§ What you should do
In the data below, give the number of lines that contain the word "ponytail". Nothing else is needed.

§ Source records
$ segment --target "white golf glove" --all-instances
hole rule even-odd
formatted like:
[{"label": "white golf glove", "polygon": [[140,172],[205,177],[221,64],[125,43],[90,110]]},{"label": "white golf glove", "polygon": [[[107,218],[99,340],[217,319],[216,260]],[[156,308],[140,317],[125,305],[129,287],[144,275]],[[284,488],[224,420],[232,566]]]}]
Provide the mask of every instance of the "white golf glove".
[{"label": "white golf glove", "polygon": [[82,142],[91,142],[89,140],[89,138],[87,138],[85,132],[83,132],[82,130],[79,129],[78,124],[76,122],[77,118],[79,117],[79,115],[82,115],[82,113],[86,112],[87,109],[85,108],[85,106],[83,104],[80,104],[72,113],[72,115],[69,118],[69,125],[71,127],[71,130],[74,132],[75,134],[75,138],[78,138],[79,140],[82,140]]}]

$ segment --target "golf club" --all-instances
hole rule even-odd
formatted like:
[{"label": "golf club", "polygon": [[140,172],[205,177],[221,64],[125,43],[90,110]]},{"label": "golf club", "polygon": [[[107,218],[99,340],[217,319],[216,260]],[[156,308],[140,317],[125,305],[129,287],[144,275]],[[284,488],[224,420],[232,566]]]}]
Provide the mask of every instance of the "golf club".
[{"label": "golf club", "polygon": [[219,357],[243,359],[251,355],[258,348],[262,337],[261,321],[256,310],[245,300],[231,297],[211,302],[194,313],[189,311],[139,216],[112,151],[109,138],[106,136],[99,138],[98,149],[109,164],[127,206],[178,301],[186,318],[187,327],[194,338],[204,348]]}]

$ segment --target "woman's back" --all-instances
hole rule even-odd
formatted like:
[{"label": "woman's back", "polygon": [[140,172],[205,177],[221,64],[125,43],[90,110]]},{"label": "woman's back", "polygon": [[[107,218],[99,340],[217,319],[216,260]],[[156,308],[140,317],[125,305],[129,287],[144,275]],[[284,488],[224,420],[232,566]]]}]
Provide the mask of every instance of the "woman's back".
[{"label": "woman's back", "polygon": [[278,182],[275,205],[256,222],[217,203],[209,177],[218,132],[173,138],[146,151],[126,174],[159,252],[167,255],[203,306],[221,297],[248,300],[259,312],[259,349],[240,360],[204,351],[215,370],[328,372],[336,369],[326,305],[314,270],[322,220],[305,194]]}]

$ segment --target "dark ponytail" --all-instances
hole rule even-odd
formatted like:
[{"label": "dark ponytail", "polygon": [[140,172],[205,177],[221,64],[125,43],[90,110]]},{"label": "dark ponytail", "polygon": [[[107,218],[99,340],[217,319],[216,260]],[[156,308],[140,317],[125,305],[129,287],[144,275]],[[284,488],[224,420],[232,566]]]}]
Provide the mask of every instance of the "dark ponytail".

§ Task response
3